Chronicles Of Depression 2.0: #218

I had a short day yesterday and so had to pass up most of my daily Internet reading and blogging.

Today, financial events are changing literally each minute, so posting about that would be futile.

However, Ambrose Evans-Pritchard over at Telegraph.co.uk has his usual insightful — and enlightening — column that’s worth blogging:

Federal Reserve needs to rediscover power to shock and awe to ease crisis

The world’s central banks no longer seem able to shock and awe the markets with a blast of liquidity.

Yesterday’s move by the US Federal Reserve, the European banks and the Bank of Japan to douse the global banking system with $184bn (£101bn) may get us through the week without another catastrophic failure, but it does nothing to halt the downward spiral into debt deflation.

_Dataset extract_:

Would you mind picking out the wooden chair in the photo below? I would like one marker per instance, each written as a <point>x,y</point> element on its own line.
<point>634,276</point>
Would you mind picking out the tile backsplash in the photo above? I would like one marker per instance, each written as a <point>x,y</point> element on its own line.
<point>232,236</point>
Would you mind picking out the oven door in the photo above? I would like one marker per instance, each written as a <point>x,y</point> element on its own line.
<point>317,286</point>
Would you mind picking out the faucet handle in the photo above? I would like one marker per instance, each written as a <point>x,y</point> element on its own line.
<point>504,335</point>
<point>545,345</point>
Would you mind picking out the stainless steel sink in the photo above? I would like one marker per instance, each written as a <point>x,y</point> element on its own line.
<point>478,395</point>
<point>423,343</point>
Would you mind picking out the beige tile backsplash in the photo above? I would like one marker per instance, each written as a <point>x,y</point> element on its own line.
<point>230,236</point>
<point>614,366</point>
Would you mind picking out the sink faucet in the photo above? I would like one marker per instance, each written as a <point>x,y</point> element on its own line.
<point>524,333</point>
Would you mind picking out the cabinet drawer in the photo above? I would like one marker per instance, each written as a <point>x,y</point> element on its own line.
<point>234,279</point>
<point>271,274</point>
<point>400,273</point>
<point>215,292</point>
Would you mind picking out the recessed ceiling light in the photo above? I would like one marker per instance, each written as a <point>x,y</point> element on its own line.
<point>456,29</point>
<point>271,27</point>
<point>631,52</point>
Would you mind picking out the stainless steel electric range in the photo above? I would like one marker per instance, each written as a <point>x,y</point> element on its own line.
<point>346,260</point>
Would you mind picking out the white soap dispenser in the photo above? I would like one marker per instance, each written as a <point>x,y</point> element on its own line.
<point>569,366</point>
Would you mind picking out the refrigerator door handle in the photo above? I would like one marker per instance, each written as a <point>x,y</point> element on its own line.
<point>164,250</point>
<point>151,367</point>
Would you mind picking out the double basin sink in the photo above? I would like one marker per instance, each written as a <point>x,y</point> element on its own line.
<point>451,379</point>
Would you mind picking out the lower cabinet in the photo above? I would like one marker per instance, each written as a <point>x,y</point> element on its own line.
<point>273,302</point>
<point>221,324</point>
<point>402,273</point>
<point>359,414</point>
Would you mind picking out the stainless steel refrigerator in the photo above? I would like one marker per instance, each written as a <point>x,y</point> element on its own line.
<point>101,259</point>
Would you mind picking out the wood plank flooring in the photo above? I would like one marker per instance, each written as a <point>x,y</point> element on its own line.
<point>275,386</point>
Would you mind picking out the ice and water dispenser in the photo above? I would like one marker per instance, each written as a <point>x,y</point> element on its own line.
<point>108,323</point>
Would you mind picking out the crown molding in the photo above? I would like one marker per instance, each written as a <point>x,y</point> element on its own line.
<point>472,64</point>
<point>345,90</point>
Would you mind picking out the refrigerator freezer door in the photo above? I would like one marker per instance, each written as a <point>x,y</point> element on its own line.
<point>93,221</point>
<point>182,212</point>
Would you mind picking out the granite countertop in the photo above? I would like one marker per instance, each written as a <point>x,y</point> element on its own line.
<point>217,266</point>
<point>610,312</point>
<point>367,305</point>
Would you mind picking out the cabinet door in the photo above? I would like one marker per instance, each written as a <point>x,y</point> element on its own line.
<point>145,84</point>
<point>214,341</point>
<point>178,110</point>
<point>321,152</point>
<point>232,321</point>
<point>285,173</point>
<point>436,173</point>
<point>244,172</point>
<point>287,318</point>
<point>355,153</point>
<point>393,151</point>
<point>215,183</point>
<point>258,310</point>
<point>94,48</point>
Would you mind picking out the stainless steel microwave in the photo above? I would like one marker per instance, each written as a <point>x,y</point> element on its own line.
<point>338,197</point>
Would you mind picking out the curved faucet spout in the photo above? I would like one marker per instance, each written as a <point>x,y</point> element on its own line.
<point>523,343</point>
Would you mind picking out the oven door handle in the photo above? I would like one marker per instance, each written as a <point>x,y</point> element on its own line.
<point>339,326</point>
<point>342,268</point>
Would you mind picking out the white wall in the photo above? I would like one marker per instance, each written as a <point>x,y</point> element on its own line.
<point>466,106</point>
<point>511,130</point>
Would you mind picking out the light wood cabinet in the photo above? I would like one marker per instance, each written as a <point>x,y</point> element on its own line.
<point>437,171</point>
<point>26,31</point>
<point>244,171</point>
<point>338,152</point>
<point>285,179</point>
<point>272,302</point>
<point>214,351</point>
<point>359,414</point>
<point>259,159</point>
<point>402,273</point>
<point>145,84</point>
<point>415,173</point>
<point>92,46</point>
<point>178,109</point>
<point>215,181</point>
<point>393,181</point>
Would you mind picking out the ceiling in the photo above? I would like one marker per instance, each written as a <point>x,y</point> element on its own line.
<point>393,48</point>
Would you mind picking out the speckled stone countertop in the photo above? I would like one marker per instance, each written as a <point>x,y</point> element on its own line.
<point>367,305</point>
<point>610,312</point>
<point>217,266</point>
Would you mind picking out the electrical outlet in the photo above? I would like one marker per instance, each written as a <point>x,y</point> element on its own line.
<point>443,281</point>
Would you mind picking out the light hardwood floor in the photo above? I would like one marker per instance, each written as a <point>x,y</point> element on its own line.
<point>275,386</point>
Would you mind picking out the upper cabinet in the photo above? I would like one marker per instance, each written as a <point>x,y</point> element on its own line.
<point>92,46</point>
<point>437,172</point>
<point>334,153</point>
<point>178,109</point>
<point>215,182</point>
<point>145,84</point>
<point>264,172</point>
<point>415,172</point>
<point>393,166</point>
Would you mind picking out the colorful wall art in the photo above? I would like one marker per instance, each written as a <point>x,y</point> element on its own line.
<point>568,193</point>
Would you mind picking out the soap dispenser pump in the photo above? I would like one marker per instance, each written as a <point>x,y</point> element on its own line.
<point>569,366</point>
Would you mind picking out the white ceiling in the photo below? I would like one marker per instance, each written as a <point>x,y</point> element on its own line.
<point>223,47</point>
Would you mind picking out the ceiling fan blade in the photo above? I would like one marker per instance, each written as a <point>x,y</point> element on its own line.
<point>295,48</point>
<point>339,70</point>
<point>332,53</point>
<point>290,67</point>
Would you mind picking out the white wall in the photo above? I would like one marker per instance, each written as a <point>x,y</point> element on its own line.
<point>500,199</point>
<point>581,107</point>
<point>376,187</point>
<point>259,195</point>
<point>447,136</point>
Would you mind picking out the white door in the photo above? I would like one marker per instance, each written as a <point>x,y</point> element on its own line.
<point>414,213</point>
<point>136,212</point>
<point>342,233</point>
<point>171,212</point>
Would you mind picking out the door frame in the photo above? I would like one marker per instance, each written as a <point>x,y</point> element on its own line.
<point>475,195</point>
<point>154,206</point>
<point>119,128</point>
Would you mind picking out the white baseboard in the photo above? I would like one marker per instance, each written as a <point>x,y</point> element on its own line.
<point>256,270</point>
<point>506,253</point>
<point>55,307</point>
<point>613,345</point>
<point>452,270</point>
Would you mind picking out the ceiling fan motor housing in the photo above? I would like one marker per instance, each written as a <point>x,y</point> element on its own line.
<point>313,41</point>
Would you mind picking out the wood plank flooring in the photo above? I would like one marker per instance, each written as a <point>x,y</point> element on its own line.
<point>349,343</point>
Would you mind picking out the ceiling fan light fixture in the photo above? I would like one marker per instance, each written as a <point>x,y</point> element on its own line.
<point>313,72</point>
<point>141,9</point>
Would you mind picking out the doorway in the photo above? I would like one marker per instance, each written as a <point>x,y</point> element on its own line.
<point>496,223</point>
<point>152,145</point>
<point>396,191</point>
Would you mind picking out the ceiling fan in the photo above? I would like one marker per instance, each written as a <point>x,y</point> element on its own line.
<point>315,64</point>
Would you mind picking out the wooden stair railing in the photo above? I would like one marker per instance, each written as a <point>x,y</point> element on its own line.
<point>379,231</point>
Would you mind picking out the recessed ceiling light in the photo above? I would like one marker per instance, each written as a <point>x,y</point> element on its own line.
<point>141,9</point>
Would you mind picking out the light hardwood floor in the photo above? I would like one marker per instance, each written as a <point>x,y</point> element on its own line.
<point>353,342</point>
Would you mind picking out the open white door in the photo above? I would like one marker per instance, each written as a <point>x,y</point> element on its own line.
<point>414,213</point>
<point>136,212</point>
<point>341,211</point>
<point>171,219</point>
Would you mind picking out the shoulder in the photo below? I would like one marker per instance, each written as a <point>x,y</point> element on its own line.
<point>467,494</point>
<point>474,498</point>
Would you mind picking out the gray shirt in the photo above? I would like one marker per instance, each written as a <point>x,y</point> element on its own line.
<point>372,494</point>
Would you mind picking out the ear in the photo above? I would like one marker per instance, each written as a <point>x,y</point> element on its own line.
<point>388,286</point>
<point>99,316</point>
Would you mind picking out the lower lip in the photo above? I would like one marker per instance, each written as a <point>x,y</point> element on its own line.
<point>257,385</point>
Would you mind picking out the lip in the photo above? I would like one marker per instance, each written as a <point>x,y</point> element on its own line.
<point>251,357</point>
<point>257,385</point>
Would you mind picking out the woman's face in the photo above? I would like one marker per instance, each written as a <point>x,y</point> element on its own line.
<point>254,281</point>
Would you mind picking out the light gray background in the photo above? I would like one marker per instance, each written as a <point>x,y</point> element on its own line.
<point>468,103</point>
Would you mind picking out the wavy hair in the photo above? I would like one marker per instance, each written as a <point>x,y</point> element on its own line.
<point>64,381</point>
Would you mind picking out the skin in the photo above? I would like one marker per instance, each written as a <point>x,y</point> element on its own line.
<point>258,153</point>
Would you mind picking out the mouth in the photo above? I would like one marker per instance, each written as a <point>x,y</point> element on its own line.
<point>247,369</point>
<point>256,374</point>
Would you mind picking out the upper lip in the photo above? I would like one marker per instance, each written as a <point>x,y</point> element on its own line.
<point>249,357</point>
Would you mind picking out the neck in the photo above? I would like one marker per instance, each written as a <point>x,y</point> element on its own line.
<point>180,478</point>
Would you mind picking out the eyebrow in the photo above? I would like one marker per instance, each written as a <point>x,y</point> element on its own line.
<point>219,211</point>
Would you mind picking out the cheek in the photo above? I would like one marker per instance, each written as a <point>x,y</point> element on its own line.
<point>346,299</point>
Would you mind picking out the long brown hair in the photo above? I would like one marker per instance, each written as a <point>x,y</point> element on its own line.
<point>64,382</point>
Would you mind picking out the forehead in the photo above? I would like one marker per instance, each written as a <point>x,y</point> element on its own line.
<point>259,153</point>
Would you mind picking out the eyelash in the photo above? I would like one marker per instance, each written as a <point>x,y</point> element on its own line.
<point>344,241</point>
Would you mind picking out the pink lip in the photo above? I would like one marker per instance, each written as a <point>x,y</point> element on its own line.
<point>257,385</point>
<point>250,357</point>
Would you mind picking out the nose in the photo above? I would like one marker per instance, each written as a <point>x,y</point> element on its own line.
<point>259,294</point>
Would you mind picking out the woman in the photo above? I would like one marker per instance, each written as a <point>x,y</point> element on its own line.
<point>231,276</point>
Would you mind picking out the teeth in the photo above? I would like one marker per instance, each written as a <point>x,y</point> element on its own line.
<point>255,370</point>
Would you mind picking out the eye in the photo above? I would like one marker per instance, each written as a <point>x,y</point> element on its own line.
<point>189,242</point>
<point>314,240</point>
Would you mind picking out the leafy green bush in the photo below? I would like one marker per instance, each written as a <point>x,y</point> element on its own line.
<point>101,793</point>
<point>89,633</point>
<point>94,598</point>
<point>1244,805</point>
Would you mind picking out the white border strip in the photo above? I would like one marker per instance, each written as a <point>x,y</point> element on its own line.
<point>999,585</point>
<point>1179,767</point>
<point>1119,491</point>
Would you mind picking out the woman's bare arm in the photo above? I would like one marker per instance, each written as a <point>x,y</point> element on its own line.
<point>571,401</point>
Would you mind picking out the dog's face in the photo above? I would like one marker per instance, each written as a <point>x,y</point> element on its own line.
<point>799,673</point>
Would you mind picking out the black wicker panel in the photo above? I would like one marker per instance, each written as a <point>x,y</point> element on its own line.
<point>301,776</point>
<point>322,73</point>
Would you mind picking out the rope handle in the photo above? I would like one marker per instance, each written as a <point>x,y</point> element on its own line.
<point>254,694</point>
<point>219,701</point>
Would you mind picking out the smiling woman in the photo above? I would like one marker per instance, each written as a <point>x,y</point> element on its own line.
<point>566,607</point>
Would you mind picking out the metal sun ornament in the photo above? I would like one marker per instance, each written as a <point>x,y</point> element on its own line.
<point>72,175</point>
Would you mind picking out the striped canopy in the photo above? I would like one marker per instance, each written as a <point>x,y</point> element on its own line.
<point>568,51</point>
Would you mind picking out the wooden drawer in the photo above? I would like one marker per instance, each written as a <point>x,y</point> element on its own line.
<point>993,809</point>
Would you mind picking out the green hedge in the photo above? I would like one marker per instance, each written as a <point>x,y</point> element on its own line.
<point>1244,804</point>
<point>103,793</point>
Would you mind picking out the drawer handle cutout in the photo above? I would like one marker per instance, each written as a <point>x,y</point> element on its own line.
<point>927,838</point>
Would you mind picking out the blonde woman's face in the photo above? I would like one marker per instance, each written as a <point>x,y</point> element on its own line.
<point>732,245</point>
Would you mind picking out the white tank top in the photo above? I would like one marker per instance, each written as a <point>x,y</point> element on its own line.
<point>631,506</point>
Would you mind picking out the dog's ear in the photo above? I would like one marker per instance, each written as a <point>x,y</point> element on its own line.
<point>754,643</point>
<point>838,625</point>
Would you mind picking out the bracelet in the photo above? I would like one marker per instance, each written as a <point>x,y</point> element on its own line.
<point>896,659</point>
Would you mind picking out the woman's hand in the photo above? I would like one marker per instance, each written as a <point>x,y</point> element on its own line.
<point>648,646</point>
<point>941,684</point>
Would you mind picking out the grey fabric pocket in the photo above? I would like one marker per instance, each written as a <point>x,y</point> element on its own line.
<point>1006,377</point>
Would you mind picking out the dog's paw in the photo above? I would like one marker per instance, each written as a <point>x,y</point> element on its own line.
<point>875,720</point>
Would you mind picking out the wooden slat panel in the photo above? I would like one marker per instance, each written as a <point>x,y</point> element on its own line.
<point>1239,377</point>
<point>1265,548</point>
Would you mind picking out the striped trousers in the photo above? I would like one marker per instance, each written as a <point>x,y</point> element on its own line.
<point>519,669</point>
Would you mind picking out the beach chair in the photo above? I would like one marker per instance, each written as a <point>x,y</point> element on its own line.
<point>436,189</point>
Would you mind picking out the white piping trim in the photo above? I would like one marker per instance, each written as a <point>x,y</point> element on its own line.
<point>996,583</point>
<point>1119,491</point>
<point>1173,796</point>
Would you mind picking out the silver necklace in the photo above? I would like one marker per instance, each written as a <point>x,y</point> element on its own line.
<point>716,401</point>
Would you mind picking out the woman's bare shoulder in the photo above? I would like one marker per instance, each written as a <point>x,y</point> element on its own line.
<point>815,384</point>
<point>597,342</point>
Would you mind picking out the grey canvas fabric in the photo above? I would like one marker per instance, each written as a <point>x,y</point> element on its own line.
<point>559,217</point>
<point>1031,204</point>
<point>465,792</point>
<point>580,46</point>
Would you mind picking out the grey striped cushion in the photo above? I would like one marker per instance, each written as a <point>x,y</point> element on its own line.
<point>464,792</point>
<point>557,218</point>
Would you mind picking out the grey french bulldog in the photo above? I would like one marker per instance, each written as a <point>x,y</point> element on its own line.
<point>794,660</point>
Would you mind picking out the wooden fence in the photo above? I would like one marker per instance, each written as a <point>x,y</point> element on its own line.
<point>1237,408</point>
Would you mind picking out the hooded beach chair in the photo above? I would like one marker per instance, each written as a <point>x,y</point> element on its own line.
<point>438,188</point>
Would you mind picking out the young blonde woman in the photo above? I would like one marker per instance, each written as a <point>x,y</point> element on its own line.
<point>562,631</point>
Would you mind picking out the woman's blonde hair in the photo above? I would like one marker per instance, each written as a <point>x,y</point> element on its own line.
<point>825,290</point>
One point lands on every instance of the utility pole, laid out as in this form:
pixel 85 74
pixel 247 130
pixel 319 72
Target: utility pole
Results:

_Task requirements_: In the blog post, how much money did the US Federal Reserve, the European banks and the Bank of Japan pour into the global banking system? The data have no connection to the blog post.

_Solution for this task_: $184bn (£101bn).